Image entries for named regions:
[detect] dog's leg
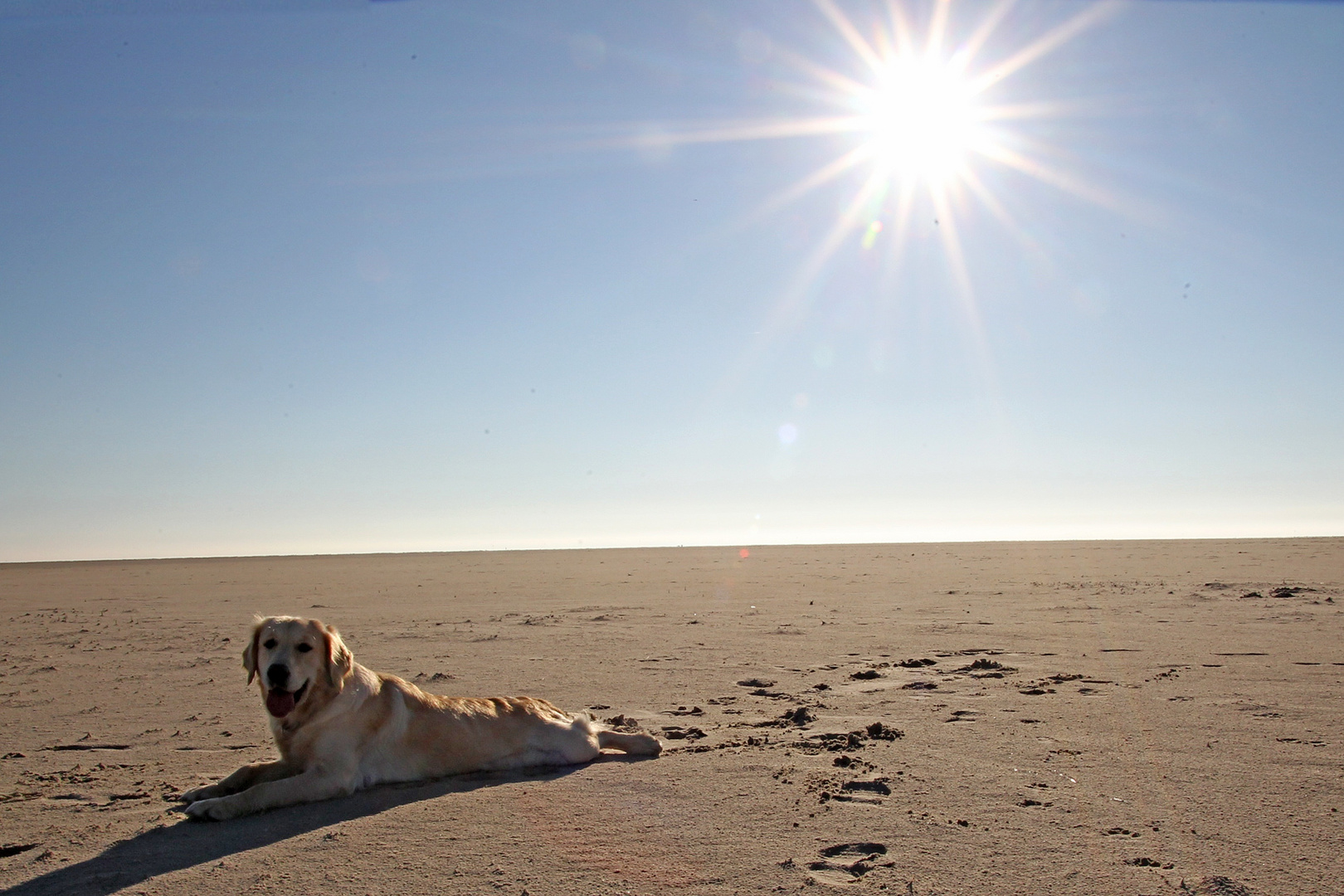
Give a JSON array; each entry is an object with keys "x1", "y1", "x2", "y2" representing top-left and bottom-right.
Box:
[
  {"x1": 182, "y1": 759, "x2": 299, "y2": 803},
  {"x1": 597, "y1": 731, "x2": 663, "y2": 757},
  {"x1": 187, "y1": 768, "x2": 356, "y2": 821}
]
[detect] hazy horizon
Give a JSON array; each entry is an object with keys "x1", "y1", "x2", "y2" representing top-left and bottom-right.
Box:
[{"x1": 0, "y1": 0, "x2": 1344, "y2": 562}]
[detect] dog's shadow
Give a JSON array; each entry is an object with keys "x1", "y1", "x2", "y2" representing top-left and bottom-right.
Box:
[{"x1": 2, "y1": 755, "x2": 639, "y2": 896}]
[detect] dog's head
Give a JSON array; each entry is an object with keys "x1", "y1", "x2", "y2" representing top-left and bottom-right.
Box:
[{"x1": 243, "y1": 616, "x2": 355, "y2": 718}]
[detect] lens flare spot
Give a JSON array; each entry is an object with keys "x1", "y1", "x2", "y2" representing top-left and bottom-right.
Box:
[{"x1": 863, "y1": 221, "x2": 882, "y2": 249}]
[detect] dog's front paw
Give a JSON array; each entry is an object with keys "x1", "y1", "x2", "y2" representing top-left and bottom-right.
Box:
[
  {"x1": 183, "y1": 796, "x2": 242, "y2": 821},
  {"x1": 178, "y1": 785, "x2": 223, "y2": 803}
]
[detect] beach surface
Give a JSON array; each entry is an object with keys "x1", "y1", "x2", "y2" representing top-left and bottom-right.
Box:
[{"x1": 0, "y1": 538, "x2": 1344, "y2": 896}]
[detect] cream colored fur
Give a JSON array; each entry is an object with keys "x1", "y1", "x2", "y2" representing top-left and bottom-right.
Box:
[{"x1": 183, "y1": 616, "x2": 663, "y2": 820}]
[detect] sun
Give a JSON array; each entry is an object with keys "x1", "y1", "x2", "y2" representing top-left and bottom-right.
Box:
[
  {"x1": 855, "y1": 55, "x2": 981, "y2": 187},
  {"x1": 594, "y1": 0, "x2": 1133, "y2": 390}
]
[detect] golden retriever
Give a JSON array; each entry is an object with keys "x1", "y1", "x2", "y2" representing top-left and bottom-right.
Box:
[{"x1": 182, "y1": 616, "x2": 663, "y2": 820}]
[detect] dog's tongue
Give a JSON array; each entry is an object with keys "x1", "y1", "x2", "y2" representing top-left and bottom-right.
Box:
[{"x1": 266, "y1": 688, "x2": 295, "y2": 718}]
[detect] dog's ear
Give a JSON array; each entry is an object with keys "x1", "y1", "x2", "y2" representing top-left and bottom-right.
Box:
[
  {"x1": 323, "y1": 625, "x2": 355, "y2": 688},
  {"x1": 243, "y1": 619, "x2": 266, "y2": 684}
]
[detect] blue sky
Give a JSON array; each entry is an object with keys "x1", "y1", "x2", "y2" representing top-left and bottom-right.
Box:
[{"x1": 0, "y1": 0, "x2": 1344, "y2": 560}]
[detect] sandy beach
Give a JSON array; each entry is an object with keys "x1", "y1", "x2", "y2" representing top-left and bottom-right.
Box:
[{"x1": 0, "y1": 538, "x2": 1344, "y2": 896}]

Written request:
Return every line of the material above without alteration, leaving out the pictures.

Completed task:
[detect] dog's leg
Give a JSON array; each entry is an object with keys "x1", "y1", "x2", "y2" representing top-left and bottom-right.
Box:
[
  {"x1": 182, "y1": 759, "x2": 299, "y2": 803},
  {"x1": 597, "y1": 731, "x2": 663, "y2": 757},
  {"x1": 187, "y1": 768, "x2": 356, "y2": 821}
]
[detect] hazy horizon
Give a JSON array; each entry is an object with keys "x1", "y1", "x2", "y2" representing top-left and bottom-right.
Box:
[{"x1": 0, "y1": 0, "x2": 1344, "y2": 562}]
[detect] dog's shadow
Give a JSON array; each entry is an object with keys "x1", "y1", "x2", "y2" representing top-left and bottom-right.
Box:
[{"x1": 2, "y1": 755, "x2": 639, "y2": 896}]
[detect] dog's head
Give a JSON array; each entry is an object with keys "x1", "y1", "x2", "y2" representing top-left and bottom-right.
Box:
[{"x1": 243, "y1": 616, "x2": 355, "y2": 718}]
[detect] lens flare spot
Give a JSON array; each entry is an object with keys "x1", "y1", "x2", "y2" representing top-left and bottom-right.
Box:
[{"x1": 863, "y1": 221, "x2": 882, "y2": 249}]
[detect] dog's front paw
Give a JSON array; each entry is an object with keys "x1", "y1", "x2", "y2" representing top-left and bottom-right.
Box:
[
  {"x1": 183, "y1": 796, "x2": 242, "y2": 821},
  {"x1": 178, "y1": 785, "x2": 223, "y2": 803}
]
[detect] beach surface
Give a JSON array; each entry is an object with keys "x1", "y1", "x2", "y2" representing top-left and bottom-right.
Box:
[{"x1": 0, "y1": 538, "x2": 1344, "y2": 896}]
[detect] cream colored fur
Give a JSON array; each entry is an object with keys "x1", "y1", "x2", "y2" representing top-left and bottom-right.
Box:
[{"x1": 183, "y1": 616, "x2": 663, "y2": 820}]
[detect] sun
Give a JSON array; each entry is an object with keys "x1", "y1", "x2", "y2" representing top-left and bottom-right.
Box:
[
  {"x1": 855, "y1": 55, "x2": 981, "y2": 187},
  {"x1": 594, "y1": 0, "x2": 1133, "y2": 390}
]
[detect] golden retriever
Give a JSON array; each entry is an object with keys "x1", "y1", "x2", "y2" representing top-left and bottom-right.
Box:
[{"x1": 182, "y1": 616, "x2": 663, "y2": 820}]
[detect] dog's tongue
Give a JSON array; each entry is an object with keys "x1", "y1", "x2", "y2" representing top-left and bottom-right.
Box:
[{"x1": 266, "y1": 688, "x2": 295, "y2": 718}]
[detect] dog's ear
Give a JSON array; each entry is an object with keys "x1", "y1", "x2", "y2" representing top-left and bottom-right.
Box:
[
  {"x1": 323, "y1": 625, "x2": 355, "y2": 688},
  {"x1": 243, "y1": 619, "x2": 266, "y2": 684}
]
[detect] blue sky
Give a JSON array; each entry is an object with keys "x1", "y1", "x2", "y2" representing top-left and bottom-right.
Box:
[{"x1": 0, "y1": 0, "x2": 1344, "y2": 560}]
[detect] sandy beach
Give a JSON array; each entry is an object with keys "x1", "y1", "x2", "y2" representing top-left and bottom-right.
Box:
[{"x1": 0, "y1": 538, "x2": 1344, "y2": 896}]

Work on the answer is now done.